## What this task involves:
Reproduce the complete listing without any deviation.
·····
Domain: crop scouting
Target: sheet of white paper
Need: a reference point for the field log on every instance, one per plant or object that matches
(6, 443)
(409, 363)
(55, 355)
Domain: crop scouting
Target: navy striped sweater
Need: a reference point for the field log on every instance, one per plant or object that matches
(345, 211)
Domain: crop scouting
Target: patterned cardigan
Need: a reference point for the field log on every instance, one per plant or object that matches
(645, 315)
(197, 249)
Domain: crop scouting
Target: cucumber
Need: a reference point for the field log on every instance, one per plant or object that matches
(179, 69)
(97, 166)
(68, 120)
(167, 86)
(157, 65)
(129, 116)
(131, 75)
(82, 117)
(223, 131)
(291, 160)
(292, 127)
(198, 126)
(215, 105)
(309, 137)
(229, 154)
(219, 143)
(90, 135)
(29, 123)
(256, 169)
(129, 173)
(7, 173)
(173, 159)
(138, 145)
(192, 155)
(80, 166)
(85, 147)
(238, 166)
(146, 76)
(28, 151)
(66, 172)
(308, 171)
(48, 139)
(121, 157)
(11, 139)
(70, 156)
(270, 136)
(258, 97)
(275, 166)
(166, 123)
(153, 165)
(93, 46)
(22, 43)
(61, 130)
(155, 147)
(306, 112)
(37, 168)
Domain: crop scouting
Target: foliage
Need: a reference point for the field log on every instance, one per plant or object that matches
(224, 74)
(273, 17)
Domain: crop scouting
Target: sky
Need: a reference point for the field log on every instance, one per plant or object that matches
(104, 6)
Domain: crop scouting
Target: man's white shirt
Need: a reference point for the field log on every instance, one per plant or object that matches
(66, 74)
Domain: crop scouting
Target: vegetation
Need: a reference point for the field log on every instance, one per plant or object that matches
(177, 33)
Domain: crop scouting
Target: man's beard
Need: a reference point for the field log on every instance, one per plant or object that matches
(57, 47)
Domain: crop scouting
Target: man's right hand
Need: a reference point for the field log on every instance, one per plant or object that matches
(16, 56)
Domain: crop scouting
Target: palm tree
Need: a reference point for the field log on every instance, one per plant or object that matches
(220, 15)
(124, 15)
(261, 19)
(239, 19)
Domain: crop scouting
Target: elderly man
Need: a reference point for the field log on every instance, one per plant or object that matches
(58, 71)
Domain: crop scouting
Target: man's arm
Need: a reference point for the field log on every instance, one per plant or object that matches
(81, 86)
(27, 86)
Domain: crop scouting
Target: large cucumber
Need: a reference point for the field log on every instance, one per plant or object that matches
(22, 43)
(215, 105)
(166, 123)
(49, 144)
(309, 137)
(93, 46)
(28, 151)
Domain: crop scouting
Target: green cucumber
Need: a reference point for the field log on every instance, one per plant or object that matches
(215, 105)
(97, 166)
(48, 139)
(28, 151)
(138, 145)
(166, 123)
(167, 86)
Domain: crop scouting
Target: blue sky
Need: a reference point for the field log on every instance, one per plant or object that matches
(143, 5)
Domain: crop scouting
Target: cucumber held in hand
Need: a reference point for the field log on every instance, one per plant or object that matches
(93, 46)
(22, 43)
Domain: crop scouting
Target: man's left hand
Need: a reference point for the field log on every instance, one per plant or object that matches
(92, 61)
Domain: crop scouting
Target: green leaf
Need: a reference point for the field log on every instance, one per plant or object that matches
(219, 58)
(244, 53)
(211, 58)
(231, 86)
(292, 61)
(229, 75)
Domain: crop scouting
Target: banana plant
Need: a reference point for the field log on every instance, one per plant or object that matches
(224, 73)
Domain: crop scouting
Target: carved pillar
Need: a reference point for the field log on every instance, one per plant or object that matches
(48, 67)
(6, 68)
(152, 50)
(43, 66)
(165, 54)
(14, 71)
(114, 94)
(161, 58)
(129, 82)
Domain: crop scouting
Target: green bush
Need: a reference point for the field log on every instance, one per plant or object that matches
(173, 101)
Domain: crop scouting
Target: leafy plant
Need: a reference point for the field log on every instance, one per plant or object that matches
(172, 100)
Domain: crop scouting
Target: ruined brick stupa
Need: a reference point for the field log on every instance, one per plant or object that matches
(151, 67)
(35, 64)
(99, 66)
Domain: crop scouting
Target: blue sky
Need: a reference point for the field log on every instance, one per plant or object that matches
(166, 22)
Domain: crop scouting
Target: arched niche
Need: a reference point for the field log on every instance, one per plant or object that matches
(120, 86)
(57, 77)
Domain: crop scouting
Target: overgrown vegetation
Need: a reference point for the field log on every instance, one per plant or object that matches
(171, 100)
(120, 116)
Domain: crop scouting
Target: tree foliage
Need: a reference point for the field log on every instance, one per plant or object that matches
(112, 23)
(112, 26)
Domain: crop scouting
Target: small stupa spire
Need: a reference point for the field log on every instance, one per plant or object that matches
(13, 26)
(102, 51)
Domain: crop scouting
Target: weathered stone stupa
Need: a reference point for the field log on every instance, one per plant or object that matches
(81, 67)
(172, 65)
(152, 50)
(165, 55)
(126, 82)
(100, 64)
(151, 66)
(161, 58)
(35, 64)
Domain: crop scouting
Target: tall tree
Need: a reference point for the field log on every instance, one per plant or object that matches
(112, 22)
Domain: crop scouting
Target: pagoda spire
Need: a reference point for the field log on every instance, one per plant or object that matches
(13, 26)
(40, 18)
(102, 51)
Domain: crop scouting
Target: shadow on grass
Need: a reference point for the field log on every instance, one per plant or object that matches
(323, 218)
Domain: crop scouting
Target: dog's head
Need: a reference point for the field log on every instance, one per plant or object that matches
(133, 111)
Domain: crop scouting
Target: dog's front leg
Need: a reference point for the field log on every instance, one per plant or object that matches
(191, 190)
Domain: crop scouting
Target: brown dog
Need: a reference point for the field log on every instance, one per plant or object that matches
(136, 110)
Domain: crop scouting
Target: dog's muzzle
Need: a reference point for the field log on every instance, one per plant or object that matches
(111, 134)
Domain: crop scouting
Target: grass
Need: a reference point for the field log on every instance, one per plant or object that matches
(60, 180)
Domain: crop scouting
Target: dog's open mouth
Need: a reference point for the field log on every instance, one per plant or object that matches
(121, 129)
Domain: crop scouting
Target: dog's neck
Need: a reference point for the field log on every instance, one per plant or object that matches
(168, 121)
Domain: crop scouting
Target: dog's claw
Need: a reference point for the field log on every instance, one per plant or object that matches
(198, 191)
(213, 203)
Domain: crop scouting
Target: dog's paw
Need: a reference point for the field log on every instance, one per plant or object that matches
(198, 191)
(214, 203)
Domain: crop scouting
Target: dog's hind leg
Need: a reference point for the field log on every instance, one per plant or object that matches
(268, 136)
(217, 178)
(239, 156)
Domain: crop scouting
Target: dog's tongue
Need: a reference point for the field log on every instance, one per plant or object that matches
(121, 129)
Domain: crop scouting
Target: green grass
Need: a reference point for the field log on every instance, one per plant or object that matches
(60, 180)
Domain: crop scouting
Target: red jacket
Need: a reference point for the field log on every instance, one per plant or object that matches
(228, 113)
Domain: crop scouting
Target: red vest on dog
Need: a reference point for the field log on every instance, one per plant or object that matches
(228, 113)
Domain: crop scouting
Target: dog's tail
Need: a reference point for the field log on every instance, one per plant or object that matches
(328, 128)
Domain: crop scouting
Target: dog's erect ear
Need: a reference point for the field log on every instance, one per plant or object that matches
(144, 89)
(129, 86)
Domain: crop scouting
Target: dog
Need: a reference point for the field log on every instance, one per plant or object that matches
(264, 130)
·····
## Answer to the problem:
Domain: crop scouting
Target: sheet of white paper
Need: a reference point for the field log on every instance, one per plant or object that matches
(6, 443)
(409, 363)
(55, 355)
Domain: crop scouting
Target: navy striped sweater
Need: a reference point for the field log on every instance, one per plant or object that matches
(345, 211)
Domain: crop scouting
Target: patterned cardigan
Need: a reference point for the field log on every instance, one per plant or object that matches
(645, 315)
(197, 249)
Domain: crop scouting
Target: cucumber
Need: a reference point for the field log on every instance, one per plant or object that matches
(179, 69)
(97, 166)
(68, 120)
(167, 86)
(157, 65)
(129, 116)
(131, 75)
(82, 117)
(223, 131)
(291, 160)
(292, 127)
(198, 126)
(215, 105)
(309, 137)
(229, 154)
(219, 143)
(90, 135)
(29, 123)
(256, 169)
(129, 173)
(7, 173)
(173, 159)
(138, 145)
(192, 155)
(80, 166)
(85, 147)
(238, 166)
(146, 76)
(28, 151)
(66, 172)
(308, 171)
(48, 139)
(121, 157)
(11, 139)
(70, 156)
(270, 136)
(258, 97)
(275, 166)
(166, 123)
(153, 165)
(93, 46)
(22, 43)
(61, 130)
(155, 147)
(306, 112)
(37, 168)
Domain: crop scouting
Target: foliage
Need: a reference point for the field log on every instance, one per plant or object that matches
(224, 74)
(273, 17)
Domain: crop scouting
Target: sky
Need: a reference point for the field log on every instance, one per plant or object that matches
(104, 6)
Domain: crop scouting
Target: man's white shirt
Need: a reference point for the field log on every instance, one per plant or object that matches
(66, 74)
Domain: crop scouting
Target: vegetation
Need: a reference point for the field log on every instance, one per plant or object that matches
(177, 33)
Domain: crop scouting
Target: man's beard
Need: a reference point for the field log on every instance, one per plant or object that matches
(57, 47)
Domain: crop scouting
Target: man's right hand
Need: a reference point for the field log on every instance, one per plant or object that matches
(16, 56)
Domain: crop scouting
Target: palm tree
Need: a reference point for the field log on every instance, one per plant or object that matches
(220, 15)
(124, 15)
(261, 19)
(239, 19)
Domain: crop scouting
Target: elderly man
Need: a reference point for the field log on every instance, one per plant or object that matches
(58, 71)
Domain: crop scouting
Target: man's arm
Need: a reference point for the field log on every instance, one per plant or object that matches
(81, 86)
(27, 86)
Domain: crop scouting
Target: large cucumber
Need: a reference point for the field log on every instance, one per plant or object that matches
(22, 43)
(215, 105)
(166, 123)
(49, 144)
(309, 137)
(93, 46)
(28, 151)
Domain: crop scouting
Target: green cucumber
Need: a reference point for the field log on every instance, one per plant or object that matches
(215, 105)
(97, 166)
(48, 139)
(28, 151)
(138, 145)
(166, 123)
(167, 86)
Domain: crop scouting
Target: blue sky
Need: a reference point for the field log on every instance, one per plant or object that matches
(143, 5)
Domain: crop scouting
Target: cucumber held in hand
Need: a reference point for the field log on every instance, one per plant or object that matches
(93, 46)
(22, 43)
Domain: crop scouting
Target: man's left hand
Need: a reference point for the field log on every instance, one per plant or object that matches
(92, 61)
Domain: crop scouting
Target: green leaf
Need: a reference point for the field log on every instance, one per plant or object that matches
(219, 58)
(244, 53)
(211, 58)
(231, 86)
(292, 61)
(229, 75)
Domain: crop scouting
Target: banana plant
Need: a reference point for the field log on every instance, one per plant or object that matches
(224, 73)
Domain: crop scouting
Target: carved pillar
Need: a reference point for the field log on every instance, one per plant or object that matches
(48, 67)
(6, 68)
(152, 50)
(43, 66)
(165, 54)
(14, 71)
(114, 94)
(161, 58)
(129, 82)
Domain: crop scouting
Target: green bush
Need: a reference point for the field log on every instance, one per plant or object that matches
(173, 101)
Domain: crop scouting
Target: leafy plant
Need: a reference point for the field log on every instance, one per plant or object that matches
(172, 100)
Domain: crop scouting
Target: ruined brick stupa
Need: a reference point for the field log on every instance, one per plant or object that matches
(151, 67)
(35, 64)
(99, 66)
Domain: crop scouting
Target: blue sky
Need: a reference point for the field log on every instance, one per plant or object that matches
(166, 22)
Domain: crop scouting
Target: arched niche
Need: a reference point for the field log on every instance, one per plant or object that matches
(120, 86)
(57, 77)
Domain: crop scouting
Target: overgrown vegetation
Need: a reference point for the field log on every instance, one per plant or object that matches
(171, 100)
(120, 116)
Domain: crop scouting
Target: tree foliage
Need: a reference point for the field log on every instance, one per plant or object that matches
(112, 23)
(112, 26)
Domain: crop scouting
Target: small stupa spire
Need: a reference point for the field log on every instance, one per plant or object that matches
(13, 26)
(102, 51)
Domain: crop scouting
Target: weathered stone stupa
Need: a reference point for the field log on every instance, one per plant or object that matches
(81, 67)
(172, 65)
(152, 50)
(165, 55)
(126, 82)
(100, 64)
(151, 66)
(161, 58)
(35, 64)
Domain: crop scouting
Target: tall tree
Need: a reference point for the field log on every instance, one per plant or object that matches
(112, 22)
Domain: crop scouting
Target: pagoda spire
Need: a reference point for the field log on every instance, one per plant or object that matches
(13, 26)
(40, 18)
(102, 51)
Domain: crop scouting
Target: shadow on grass
Need: a reference point for the field log on every instance, one per plant or object that matches
(323, 218)
Domain: crop scouting
Target: dog's head
Need: a reference point for the field log on every instance, one per plant or object that matches
(133, 111)
Domain: crop scouting
Target: dog's front leg
Need: a reference point for the field log on every instance, one per plant or object that matches
(191, 190)
Domain: crop scouting
Target: brown dog
Need: a reference point for the field log on every instance, one per plant or object that matches
(136, 110)
Domain: crop scouting
Target: dog's muzzle
Need: a reference point for the field log on every instance, one per plant or object that matches
(111, 134)
Domain: crop scouting
Target: grass
Need: a reference point for the field log on every instance, one per plant or object that matches
(60, 180)
Domain: crop scouting
Target: dog's open mouth
Need: a reference point for the field log on every instance, one per plant or object that matches
(121, 129)
Domain: crop scouting
Target: dog's neck
Need: a reference point for the field log on every instance, one per plant or object that matches
(168, 121)
Domain: crop scouting
Target: dog's claw
Need: a reference point for the field log on every instance, one per plant or object that matches
(198, 191)
(213, 203)
Domain: crop scouting
Target: dog's paw
Need: a reference point for the field log on every instance, one per plant or object that matches
(198, 191)
(214, 203)
Domain: crop scouting
Target: dog's hind leg
Need: a reference point for the field log on every instance, one per plant or object that matches
(268, 136)
(217, 178)
(239, 156)
Domain: crop scouting
Target: dog's tongue
Need: a reference point for the field log on every instance, one per plant or object that matches
(121, 129)
Domain: crop scouting
Target: green grass
Need: a reference point for the field log on every instance, one per plant or object that matches
(60, 180)
Domain: crop scouting
Target: red jacket
Need: a reference point for the field log on every instance, one per plant or object that matches
(228, 113)
Domain: crop scouting
Target: red vest on dog
Need: a reference point for the field log on every instance, one per plant or object that matches
(228, 113)
Domain: crop scouting
Target: dog's tail
Need: a reference point for the field log on every instance, one per plant or object that matches
(328, 128)
Domain: crop scouting
Target: dog's erect ear
Need: a reference point for the field log on every instance, one per plant or object that matches
(144, 89)
(129, 86)
Domain: crop scouting
Target: dog
Need: a reference point for the field log on every instance, one per plant or object that matches
(264, 130)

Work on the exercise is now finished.